### [Reading passage]
■ ■ ■ ■ ■
U.S. Officials, Attorneys Notice Spike in Intellectual Property Cases at ITC Government officials and intellectual property attorneys speaking at an April 22 event sponsored by the Washington International Trade Association said that they have observed an increase in intellectual property rights cases filed with the International Trade Commission and that they expect this trend to continue. ITC official Lynn Levine noted that the number of Section 337 investigations more than tripled, from 11 cases to 34, between fiscal year 2000 and FY 2006. These investigations are requested by companies seeking to prevent the importation of products that infringe their patents, trademarks and/or copyrights. Another 34 Section 337 cases have been filed so far this fiscal year, Levine added, with more expected in the remaining five months.
Levine and others attributed the spike in Section 337 filings to growing public awareness of the benefits of taking IPR cases to the ITC instead of a federal court. For example, a 2007 dispute between Broadcom and Qualcomm received extensive mainstream media coverage after the ITC banned imports of cell phones, personal digital assistants and other products that contain chips and chipsets made by Qualcomm that the ITC found to have violated a patent held by Broadcom. Attorney David Nickel said the benefits of Section 337 cases – a quick and efficient forum, the ITC commissioners’ IPR expertise and the available remedies (including bans on imports of infringing articles and prohibitions on violative conduct) – make them the most powerful weapon for a U.S. patent holder. In contrast to litigating an IPR case in federal court, Nickel said, where discovery proceedings are slow and there can be difficulties in naming multiple defendants, in a Section 337 case a complainant can bring multiple foreign and domestic parties into one forum (provided that they can prove importation) and the discovery process is broad and more efficient.
■ ■ ■ ■ ■
### [Source information]
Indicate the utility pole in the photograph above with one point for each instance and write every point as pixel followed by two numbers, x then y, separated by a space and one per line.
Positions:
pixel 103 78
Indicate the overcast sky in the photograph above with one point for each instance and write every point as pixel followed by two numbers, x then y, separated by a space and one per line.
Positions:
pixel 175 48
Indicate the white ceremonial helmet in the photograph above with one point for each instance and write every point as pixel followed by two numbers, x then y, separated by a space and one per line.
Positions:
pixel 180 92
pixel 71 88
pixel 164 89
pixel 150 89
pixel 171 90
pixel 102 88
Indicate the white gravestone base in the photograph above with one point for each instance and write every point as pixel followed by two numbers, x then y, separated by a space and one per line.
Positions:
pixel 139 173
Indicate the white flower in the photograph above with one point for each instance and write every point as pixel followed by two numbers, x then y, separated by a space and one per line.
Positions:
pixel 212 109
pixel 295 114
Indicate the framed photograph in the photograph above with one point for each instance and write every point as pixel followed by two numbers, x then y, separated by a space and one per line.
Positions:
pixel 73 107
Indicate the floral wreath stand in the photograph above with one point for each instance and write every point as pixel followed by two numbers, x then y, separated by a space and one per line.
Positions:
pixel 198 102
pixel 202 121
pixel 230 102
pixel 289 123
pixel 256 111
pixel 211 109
■ ■ ■ ■ ■
### [Problem set]
[1] Please extract from the article on Section 337 cases the passage that begins at the words "U.S. Officials, Attorneys" and stops after the words "remaining five months.", copying it word for word.
[2] For each statement below, decide whether it agrees with the article on Section 337 cases. Answer yes or no, and quote the words from the article that decide it.
(a) The number of Section 337 investigations rose from 11 to 34 between fiscal year 2000 and FY 2006.
(b) The ITC banned imports of products containing chips made by Broadcom.
(c) Nickel said discovery in a Section 337 case is slower than in federal court.
[3] Translate this sentence from the article on Section 337 cases into Spanish: "These investigations are requested by companies seeking to prevent the importation of products that infringe their patents, trademarks and/or copyrights."

### [Replies]
[1]
U.S. Officials, Attorneys Notice Spike in Intellectual Property Cases at ITC Government officials and intellectual property attorneys speaking at an April 22 event sponsored by the Washington International Trade Association said that they have observed an increase in intellectual property rights cases filed with the International Trade Commission and that they expect this trend to continue. ITC official Lynn Levine noted that the number of Section 337 investigations more than tripled, from 11 cases to 34, between fiscal year 2000 and FY 2006. These investigations are requested by companies seeking to prevent the importation of products that infringe their patents, trademarks and/or copyrights. Another 34 Section 337 cases have been filed so far this fiscal year, Levine added, with more expected in the remaining five months.

[2]
(a) Yes: "the number of Section 337 investigations more than tripled, from 11 cases to 34, between fiscal year 2000 and FY 2006"
(b) No: "products that contain chips and chipsets made by Qualcomm that the ITC found to have violated a patent held by Broadcom"
(c) No: "the discovery process is broad and more efficient"

[3] Estas investigaciones las solicitan empresas que buscan impedir la importación de productos que infringen sus patentes, marcas registradas y/o derechos de autor.